> [What is being asked]:
Count the lines in the records below that contain the word "cupcake". Reply with the number alone.
····················
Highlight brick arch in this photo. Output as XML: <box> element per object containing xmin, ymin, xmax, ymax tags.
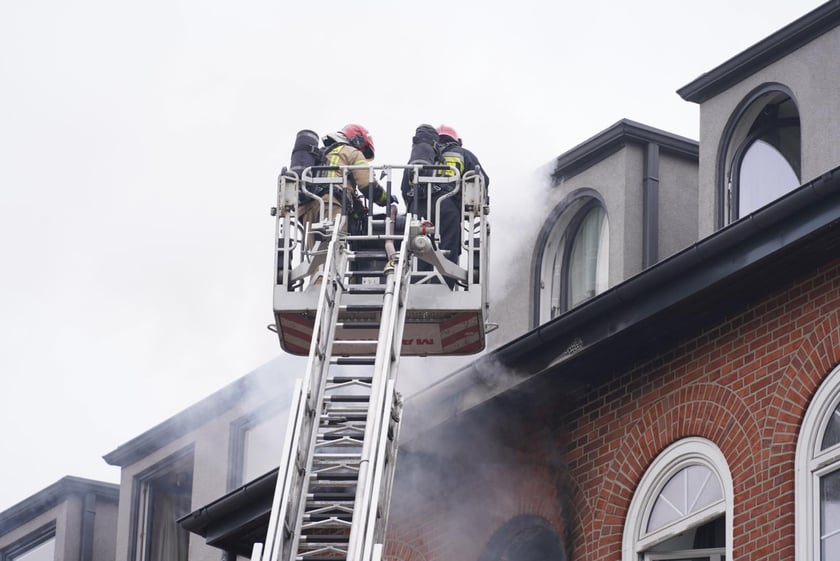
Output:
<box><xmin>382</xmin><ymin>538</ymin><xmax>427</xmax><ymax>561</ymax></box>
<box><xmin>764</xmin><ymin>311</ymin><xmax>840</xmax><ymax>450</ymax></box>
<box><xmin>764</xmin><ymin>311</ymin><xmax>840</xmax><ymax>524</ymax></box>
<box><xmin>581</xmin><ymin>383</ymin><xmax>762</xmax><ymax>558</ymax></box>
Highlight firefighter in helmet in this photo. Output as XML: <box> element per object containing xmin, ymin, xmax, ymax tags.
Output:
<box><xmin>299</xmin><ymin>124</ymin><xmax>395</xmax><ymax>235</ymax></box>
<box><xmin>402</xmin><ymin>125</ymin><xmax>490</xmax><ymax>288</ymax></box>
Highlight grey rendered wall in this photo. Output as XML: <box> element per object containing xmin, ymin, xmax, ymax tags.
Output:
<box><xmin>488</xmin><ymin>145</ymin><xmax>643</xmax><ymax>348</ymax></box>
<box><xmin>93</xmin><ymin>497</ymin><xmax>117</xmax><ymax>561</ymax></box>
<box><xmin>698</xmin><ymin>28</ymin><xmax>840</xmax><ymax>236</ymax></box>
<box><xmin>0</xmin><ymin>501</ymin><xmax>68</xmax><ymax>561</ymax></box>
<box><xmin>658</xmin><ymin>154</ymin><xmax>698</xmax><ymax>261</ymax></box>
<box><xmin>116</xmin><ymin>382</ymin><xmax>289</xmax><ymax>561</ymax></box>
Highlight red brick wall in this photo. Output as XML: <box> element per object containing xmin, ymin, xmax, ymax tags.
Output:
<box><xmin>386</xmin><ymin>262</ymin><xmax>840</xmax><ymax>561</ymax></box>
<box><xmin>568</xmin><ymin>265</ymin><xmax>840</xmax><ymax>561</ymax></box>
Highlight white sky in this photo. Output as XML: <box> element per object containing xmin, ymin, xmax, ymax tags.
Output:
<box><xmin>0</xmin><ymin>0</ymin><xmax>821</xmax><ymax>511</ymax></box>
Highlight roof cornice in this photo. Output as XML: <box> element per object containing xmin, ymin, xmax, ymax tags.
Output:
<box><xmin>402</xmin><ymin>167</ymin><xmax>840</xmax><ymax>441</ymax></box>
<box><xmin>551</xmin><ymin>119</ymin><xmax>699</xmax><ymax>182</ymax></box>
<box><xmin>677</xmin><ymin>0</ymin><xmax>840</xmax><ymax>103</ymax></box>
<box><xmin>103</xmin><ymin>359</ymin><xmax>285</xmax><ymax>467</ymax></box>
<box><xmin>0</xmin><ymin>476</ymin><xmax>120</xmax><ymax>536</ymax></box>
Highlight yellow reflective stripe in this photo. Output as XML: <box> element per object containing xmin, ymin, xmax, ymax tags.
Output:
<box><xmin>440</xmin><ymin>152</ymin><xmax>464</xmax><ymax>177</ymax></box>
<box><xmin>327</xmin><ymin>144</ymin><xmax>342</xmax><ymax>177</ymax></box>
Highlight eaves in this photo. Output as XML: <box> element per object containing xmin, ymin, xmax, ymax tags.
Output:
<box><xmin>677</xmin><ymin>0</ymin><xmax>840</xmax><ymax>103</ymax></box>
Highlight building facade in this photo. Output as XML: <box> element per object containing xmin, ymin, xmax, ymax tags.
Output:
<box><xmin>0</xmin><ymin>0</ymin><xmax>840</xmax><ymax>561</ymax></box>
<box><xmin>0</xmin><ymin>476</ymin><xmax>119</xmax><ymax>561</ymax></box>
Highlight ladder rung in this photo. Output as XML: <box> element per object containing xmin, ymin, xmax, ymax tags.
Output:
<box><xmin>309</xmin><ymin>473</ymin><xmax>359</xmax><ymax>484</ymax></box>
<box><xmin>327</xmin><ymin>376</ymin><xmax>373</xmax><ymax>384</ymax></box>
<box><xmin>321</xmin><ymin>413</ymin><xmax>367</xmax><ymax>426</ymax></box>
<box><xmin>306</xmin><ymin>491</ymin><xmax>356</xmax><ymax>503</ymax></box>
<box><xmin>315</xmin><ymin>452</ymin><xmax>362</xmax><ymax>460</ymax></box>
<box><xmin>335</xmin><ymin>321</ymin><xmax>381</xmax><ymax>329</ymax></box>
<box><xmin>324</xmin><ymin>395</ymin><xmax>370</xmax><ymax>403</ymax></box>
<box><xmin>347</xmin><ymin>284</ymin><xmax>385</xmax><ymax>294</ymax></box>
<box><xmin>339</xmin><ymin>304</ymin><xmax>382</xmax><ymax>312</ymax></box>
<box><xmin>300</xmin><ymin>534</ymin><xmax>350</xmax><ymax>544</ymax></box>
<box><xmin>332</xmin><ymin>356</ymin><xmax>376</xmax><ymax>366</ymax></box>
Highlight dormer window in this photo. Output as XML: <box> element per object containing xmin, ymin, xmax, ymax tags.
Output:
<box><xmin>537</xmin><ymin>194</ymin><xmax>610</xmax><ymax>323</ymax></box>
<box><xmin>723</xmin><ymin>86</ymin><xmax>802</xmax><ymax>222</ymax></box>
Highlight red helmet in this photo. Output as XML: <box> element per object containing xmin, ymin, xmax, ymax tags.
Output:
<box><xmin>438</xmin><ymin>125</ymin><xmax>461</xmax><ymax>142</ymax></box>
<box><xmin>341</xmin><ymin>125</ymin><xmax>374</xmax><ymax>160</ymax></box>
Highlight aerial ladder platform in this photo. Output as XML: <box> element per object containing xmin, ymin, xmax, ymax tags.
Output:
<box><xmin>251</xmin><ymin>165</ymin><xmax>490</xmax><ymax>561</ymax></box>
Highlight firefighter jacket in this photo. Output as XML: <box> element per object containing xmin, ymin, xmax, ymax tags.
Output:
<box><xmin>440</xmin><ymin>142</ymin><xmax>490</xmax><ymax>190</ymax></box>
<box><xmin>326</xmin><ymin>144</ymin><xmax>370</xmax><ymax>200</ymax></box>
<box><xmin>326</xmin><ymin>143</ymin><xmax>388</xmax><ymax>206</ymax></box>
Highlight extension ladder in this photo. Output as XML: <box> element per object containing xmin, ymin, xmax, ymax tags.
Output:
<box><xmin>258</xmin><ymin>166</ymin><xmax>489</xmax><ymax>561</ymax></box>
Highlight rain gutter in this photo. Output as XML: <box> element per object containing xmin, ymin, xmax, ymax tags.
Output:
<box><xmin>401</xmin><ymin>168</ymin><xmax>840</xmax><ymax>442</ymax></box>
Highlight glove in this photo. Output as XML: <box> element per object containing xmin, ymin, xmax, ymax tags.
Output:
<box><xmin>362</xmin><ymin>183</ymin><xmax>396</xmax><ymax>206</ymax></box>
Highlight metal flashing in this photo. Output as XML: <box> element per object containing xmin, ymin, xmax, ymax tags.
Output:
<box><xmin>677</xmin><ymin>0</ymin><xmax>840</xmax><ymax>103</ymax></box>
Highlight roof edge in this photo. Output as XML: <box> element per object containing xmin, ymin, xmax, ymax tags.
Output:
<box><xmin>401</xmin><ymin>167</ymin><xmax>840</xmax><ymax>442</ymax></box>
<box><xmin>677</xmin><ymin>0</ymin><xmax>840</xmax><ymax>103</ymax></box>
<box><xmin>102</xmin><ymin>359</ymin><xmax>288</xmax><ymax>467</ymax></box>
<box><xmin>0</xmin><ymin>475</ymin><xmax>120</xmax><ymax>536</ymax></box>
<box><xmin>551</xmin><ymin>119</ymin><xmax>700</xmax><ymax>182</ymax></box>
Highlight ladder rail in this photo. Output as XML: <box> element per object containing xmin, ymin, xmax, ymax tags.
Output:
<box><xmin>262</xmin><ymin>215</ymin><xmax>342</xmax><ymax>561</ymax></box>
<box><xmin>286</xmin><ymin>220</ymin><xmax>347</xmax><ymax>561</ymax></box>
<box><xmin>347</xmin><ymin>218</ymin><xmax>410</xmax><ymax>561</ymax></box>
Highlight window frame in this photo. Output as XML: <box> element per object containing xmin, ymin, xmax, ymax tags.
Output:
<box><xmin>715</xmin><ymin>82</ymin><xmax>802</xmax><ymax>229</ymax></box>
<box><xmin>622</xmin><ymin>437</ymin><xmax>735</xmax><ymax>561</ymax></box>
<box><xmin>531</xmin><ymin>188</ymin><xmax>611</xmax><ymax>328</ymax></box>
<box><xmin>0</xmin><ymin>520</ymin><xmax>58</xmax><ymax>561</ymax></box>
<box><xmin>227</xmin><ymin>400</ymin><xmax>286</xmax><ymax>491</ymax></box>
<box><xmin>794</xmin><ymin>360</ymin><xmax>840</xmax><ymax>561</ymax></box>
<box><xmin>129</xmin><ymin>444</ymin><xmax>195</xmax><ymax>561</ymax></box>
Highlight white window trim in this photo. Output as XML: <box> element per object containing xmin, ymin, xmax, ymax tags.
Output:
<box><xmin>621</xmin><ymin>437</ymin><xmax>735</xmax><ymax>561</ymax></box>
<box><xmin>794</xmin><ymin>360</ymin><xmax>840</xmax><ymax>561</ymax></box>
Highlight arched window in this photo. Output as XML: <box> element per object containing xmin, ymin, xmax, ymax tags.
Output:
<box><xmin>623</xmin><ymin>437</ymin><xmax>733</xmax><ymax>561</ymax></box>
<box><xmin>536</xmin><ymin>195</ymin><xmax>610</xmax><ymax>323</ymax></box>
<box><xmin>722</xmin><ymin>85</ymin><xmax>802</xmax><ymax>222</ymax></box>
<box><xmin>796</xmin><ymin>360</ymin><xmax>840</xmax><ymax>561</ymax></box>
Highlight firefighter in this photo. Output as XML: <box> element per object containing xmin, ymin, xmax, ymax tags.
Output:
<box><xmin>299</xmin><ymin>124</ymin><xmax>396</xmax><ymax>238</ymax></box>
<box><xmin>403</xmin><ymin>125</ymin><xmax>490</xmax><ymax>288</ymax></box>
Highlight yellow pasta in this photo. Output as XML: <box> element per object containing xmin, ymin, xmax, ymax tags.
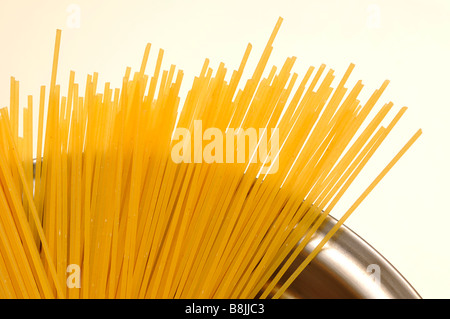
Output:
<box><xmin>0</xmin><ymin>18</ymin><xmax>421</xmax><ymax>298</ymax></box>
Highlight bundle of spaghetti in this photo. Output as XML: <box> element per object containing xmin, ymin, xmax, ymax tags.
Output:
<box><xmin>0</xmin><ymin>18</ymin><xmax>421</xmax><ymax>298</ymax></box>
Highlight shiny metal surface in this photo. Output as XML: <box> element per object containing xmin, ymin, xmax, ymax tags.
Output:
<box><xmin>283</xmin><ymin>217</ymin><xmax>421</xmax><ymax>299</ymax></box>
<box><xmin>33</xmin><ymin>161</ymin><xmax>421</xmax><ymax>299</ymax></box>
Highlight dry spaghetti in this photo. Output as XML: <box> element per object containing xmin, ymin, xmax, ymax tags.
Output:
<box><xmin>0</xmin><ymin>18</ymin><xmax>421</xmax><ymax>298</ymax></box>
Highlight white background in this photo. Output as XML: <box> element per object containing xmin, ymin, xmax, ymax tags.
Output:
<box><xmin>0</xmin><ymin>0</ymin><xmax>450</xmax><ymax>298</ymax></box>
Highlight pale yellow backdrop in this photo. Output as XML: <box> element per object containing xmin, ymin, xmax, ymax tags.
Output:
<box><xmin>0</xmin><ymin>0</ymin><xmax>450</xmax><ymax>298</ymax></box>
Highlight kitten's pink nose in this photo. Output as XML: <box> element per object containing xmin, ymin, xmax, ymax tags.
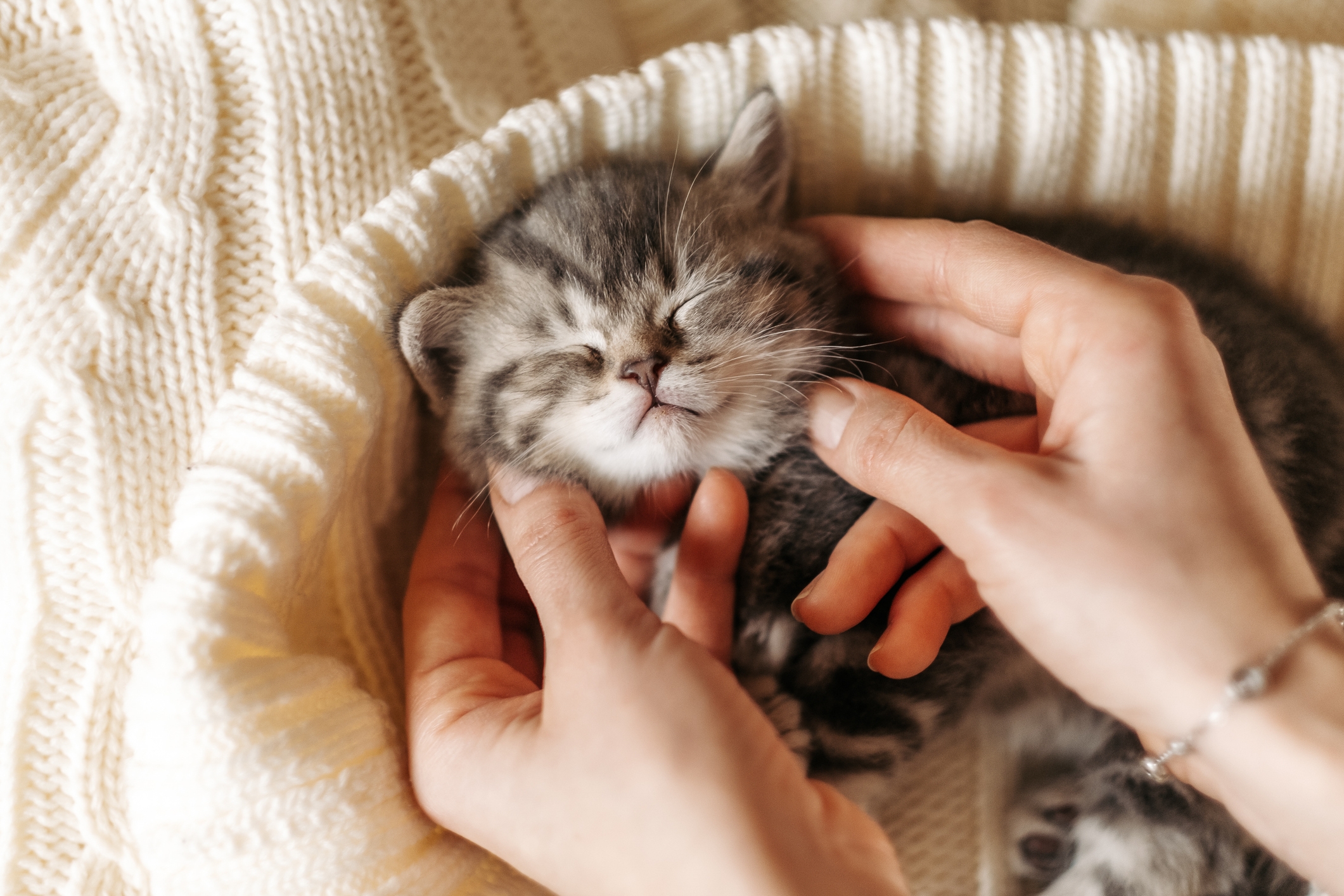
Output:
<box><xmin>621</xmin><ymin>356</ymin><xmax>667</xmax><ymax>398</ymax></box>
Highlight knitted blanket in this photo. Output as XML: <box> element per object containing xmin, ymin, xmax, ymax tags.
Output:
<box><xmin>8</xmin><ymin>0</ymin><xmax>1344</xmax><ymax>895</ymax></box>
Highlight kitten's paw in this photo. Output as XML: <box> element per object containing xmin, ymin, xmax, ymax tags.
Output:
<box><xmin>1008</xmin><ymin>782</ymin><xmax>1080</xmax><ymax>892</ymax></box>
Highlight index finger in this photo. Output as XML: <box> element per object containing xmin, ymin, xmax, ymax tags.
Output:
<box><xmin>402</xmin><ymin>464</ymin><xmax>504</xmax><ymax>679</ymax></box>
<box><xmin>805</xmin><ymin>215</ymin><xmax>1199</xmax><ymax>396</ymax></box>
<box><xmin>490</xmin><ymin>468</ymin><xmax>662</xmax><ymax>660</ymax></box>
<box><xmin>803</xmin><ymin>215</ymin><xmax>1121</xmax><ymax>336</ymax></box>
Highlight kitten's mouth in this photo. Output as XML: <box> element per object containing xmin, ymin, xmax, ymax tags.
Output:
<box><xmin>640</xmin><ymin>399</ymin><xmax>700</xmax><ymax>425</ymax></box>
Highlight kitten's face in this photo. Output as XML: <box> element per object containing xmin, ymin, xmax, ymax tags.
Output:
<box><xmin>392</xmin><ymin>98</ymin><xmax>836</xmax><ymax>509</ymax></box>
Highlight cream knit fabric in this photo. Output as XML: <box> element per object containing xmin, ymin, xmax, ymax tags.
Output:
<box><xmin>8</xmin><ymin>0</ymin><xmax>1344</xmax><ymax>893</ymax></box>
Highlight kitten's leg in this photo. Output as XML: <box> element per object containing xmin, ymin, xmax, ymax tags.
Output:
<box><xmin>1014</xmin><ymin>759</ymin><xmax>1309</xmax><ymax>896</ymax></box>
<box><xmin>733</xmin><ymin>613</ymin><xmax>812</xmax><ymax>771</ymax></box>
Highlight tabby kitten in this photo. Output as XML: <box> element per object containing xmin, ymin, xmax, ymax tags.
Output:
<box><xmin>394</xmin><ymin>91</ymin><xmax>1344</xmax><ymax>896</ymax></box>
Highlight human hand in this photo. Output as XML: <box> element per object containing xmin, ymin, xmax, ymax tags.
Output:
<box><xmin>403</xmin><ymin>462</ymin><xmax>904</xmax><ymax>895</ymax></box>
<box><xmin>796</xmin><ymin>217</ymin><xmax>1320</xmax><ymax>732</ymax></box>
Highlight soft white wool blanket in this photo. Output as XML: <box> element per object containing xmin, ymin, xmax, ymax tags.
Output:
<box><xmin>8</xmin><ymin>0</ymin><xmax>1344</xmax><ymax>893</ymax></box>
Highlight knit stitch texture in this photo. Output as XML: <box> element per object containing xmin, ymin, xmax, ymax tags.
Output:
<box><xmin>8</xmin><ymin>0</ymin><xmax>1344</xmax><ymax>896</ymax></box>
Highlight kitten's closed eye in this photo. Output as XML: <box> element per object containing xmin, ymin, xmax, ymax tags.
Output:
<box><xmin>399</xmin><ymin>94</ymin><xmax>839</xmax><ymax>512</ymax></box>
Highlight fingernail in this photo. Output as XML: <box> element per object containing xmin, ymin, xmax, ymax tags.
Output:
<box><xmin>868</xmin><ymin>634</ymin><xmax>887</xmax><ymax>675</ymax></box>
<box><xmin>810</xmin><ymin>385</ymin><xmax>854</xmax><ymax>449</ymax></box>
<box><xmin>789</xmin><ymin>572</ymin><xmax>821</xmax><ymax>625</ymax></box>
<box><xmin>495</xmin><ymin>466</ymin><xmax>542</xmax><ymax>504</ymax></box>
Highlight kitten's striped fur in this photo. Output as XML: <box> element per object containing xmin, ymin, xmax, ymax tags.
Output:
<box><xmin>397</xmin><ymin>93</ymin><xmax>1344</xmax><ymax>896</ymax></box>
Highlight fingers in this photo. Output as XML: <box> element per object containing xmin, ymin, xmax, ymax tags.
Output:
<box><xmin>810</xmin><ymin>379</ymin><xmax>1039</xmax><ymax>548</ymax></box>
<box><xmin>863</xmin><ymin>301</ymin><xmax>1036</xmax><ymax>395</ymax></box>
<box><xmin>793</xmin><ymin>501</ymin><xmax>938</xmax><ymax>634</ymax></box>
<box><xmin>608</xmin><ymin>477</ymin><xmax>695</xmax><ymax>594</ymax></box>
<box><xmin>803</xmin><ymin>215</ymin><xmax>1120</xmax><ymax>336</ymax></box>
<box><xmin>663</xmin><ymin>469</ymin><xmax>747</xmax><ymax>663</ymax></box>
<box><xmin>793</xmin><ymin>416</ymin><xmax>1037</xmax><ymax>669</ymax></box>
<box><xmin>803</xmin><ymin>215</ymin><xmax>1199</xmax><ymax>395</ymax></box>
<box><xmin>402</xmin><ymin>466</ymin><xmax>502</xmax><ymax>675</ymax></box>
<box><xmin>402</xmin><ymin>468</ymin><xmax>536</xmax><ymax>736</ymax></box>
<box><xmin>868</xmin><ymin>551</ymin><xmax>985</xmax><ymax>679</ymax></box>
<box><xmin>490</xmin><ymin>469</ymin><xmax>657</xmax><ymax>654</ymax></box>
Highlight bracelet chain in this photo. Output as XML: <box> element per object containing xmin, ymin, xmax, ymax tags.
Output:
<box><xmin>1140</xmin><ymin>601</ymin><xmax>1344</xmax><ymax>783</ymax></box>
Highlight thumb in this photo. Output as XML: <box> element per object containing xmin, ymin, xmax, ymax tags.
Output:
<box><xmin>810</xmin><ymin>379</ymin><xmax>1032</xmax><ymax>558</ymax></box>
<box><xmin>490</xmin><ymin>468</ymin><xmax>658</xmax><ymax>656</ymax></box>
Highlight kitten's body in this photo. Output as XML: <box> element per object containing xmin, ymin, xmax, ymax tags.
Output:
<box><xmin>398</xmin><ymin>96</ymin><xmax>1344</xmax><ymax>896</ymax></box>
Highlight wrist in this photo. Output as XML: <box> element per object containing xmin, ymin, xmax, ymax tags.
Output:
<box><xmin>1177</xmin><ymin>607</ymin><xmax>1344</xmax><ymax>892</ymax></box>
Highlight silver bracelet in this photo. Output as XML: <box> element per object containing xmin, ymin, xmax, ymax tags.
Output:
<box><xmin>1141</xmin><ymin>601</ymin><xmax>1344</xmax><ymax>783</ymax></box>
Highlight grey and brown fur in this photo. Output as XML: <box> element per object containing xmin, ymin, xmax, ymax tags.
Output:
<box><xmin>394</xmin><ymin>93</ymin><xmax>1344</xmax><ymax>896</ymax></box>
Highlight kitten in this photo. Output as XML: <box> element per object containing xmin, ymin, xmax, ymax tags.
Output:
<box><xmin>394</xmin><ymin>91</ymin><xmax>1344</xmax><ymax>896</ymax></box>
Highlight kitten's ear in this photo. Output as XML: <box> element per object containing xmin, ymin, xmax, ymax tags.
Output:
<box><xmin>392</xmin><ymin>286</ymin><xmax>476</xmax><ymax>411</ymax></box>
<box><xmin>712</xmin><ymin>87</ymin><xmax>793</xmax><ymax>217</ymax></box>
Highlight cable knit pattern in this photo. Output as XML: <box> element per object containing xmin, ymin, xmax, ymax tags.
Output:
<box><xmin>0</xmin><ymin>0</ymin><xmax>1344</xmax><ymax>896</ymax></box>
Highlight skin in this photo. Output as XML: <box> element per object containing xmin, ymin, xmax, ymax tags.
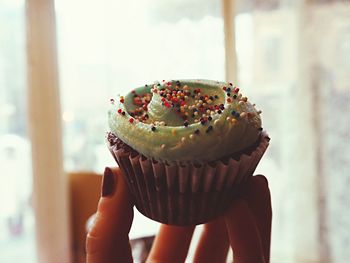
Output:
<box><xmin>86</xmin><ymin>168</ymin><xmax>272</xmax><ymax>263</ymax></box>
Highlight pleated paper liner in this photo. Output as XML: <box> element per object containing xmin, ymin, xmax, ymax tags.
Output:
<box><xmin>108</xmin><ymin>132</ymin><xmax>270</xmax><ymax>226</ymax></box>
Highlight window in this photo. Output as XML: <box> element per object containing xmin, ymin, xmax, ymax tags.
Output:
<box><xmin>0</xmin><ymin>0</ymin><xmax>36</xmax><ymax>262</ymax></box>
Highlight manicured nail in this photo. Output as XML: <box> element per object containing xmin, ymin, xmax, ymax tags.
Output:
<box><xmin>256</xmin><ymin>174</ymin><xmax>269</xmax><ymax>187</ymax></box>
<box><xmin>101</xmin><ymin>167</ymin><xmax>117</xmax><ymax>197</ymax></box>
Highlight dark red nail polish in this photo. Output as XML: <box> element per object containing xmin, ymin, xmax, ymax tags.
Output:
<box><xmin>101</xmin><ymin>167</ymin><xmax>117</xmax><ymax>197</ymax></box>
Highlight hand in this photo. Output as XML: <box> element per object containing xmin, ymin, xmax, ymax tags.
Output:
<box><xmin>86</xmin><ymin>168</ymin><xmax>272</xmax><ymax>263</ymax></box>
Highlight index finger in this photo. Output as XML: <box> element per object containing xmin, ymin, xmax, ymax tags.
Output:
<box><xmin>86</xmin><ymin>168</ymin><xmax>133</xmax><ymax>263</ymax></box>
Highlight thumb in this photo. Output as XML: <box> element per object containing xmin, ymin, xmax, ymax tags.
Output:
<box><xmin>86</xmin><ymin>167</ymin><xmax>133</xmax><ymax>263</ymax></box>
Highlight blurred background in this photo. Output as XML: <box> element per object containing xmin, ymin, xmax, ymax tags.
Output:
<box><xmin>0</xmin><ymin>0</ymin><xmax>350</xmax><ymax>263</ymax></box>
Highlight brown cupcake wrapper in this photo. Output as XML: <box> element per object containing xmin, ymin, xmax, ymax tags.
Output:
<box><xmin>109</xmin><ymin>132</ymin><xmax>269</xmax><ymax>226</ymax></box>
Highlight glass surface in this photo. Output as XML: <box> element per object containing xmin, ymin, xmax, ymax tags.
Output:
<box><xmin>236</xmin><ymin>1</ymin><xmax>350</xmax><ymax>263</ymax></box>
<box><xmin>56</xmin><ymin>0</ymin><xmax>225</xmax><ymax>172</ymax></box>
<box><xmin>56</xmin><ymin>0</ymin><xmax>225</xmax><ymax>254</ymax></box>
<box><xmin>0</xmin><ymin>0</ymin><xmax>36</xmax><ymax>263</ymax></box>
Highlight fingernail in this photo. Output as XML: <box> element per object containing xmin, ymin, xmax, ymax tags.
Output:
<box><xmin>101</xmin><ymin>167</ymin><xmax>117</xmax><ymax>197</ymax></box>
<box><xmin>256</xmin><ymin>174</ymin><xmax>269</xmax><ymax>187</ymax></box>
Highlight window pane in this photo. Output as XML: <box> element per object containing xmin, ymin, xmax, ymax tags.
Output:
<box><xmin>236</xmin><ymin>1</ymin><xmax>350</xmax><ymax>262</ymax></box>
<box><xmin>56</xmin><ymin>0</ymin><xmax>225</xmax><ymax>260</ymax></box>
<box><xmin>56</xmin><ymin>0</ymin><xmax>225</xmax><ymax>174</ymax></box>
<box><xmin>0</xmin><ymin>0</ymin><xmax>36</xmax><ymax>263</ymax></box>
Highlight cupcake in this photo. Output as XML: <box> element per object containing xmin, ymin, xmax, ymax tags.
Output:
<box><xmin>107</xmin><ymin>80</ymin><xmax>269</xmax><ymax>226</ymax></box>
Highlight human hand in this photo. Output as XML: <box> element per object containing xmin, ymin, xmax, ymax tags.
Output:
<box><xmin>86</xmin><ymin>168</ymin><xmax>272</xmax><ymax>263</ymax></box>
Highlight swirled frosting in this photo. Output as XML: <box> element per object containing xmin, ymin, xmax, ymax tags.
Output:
····················
> [Result]:
2